[What you have to do] Write out nothing except the lines running from the one containing "Can you find the pink" to the last line of the data, exactly as they stand.
#### Extracted information
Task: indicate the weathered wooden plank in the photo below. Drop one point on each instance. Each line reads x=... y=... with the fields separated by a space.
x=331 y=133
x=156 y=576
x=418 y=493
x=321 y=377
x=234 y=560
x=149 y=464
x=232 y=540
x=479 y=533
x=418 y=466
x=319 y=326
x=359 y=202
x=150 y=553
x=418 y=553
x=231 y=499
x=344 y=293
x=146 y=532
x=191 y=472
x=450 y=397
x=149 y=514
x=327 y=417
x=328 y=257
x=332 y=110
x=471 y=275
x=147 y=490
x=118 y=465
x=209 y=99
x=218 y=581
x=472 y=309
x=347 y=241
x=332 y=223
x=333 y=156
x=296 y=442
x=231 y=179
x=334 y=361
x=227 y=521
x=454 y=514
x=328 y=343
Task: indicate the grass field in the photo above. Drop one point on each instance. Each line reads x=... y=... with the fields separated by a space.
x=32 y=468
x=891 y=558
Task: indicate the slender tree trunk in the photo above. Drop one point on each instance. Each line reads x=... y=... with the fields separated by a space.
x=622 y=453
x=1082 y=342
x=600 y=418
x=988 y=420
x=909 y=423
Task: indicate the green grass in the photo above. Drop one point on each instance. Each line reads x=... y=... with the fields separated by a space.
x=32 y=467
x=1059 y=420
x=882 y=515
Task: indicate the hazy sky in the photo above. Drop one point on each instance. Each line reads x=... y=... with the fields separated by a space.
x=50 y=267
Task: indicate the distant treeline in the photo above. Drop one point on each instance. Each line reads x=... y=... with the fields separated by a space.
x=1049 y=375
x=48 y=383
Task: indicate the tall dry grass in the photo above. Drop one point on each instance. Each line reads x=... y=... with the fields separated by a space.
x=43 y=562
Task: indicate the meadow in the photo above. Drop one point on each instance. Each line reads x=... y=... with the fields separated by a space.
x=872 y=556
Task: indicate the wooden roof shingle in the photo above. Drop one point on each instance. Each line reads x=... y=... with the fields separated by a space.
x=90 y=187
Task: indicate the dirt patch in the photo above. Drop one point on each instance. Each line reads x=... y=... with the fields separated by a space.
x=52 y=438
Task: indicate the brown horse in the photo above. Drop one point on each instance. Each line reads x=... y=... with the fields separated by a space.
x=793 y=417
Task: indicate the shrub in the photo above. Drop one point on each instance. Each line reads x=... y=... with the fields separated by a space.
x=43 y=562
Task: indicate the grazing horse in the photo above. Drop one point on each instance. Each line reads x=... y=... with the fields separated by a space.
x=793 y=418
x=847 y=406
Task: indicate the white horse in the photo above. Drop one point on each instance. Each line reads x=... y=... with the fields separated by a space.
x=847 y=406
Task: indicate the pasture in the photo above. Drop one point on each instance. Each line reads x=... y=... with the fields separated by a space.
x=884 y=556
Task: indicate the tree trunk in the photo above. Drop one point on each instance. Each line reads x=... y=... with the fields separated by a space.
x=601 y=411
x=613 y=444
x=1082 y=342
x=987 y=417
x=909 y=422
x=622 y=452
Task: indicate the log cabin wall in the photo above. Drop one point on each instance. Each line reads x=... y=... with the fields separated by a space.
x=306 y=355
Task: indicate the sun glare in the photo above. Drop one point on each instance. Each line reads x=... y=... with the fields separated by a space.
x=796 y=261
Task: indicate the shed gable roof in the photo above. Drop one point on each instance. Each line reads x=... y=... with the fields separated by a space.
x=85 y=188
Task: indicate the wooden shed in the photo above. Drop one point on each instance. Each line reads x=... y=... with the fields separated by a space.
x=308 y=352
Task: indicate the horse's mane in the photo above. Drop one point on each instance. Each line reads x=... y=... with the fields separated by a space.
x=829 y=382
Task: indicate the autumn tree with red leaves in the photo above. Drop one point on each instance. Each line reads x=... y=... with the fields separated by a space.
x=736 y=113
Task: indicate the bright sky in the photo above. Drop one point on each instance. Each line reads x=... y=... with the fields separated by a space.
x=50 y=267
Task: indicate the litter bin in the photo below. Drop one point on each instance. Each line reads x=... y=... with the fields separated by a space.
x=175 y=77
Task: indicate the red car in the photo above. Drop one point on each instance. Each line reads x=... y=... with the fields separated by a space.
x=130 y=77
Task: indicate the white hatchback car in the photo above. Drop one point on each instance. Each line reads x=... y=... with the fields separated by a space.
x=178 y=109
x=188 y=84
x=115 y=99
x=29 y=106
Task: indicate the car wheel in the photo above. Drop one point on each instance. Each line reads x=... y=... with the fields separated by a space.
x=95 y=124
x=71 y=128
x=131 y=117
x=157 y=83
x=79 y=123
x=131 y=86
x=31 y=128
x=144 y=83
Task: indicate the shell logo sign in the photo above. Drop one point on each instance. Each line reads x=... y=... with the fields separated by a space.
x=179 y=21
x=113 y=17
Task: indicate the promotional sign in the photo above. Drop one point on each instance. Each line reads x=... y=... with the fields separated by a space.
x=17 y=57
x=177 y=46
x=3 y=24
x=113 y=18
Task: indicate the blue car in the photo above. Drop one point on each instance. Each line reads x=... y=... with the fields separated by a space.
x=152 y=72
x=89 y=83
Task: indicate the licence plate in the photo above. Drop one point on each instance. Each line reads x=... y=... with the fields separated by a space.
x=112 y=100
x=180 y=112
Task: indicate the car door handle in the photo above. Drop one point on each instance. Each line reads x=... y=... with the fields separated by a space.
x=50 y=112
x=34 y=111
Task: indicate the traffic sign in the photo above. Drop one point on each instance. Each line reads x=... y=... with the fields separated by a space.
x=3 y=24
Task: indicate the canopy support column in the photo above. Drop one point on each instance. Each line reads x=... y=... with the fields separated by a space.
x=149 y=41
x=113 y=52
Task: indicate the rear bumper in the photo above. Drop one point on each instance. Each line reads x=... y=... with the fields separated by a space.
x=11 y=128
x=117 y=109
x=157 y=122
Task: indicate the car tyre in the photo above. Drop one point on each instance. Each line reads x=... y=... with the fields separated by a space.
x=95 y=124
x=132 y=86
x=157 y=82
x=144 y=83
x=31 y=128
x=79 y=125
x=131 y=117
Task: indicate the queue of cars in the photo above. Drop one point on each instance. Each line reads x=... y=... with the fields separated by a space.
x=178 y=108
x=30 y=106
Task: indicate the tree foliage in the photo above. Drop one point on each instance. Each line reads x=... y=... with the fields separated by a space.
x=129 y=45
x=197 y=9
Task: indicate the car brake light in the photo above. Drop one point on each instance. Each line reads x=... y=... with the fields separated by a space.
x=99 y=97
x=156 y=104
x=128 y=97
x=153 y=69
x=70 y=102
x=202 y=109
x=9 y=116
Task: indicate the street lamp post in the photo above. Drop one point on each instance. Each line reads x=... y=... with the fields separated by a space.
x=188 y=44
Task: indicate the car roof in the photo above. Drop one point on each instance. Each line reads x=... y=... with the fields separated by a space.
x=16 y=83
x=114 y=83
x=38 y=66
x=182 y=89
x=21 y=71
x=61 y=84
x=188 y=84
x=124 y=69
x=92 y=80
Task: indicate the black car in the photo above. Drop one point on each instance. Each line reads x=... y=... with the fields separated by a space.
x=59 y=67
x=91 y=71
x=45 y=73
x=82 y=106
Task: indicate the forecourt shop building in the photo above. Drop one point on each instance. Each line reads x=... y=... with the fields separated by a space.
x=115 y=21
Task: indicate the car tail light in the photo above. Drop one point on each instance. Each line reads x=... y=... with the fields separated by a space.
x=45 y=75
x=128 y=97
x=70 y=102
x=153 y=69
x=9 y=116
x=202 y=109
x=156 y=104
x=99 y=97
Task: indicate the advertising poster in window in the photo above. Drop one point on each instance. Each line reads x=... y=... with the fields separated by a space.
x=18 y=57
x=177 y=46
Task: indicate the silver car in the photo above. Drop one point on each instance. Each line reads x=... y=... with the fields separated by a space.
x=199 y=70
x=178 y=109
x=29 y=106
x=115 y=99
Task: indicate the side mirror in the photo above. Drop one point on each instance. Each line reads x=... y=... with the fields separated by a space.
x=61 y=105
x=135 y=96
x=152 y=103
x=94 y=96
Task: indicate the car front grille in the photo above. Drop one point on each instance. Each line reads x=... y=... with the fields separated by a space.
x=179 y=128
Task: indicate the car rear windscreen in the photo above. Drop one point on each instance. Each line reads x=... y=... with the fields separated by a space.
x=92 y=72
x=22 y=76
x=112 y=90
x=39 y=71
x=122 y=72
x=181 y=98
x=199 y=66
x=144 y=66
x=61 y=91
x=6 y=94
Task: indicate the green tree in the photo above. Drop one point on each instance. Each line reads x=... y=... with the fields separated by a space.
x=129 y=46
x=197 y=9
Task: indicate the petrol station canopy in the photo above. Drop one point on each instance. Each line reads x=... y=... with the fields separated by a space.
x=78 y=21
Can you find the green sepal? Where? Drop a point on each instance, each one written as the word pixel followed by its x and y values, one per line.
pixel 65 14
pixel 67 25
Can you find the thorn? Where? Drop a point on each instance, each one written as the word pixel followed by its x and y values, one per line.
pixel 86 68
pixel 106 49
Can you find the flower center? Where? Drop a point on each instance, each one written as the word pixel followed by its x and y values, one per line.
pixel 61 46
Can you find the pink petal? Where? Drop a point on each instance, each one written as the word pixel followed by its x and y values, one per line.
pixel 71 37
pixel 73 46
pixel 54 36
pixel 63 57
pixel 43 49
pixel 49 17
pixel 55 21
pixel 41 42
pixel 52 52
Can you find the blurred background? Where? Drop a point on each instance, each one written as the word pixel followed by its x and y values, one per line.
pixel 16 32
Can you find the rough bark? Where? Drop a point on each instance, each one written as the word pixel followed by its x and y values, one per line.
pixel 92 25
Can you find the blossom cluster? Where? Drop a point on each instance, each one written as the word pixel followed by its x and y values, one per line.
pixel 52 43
########
[Response]
Can you find the pink petal? Where? Drop a point on each instance, each one written as the word pixel followed by its x and y values, one per line.
pixel 71 37
pixel 73 46
pixel 54 36
pixel 63 57
pixel 43 49
pixel 49 17
pixel 55 21
pixel 41 42
pixel 52 52
Can you find the blurred background? Where? Drop a point on each instance, each one written as the word pixel followed by its x and y values, one per line.
pixel 16 32
Can you find the rough bark? Where? Drop a point on each instance, each one written as the word pixel followed by its x and y values, one per line.
pixel 92 25
Can you find the blossom cluster? Where? Drop a point on each instance, each one written as the word pixel followed by its x and y values, one per line.
pixel 52 43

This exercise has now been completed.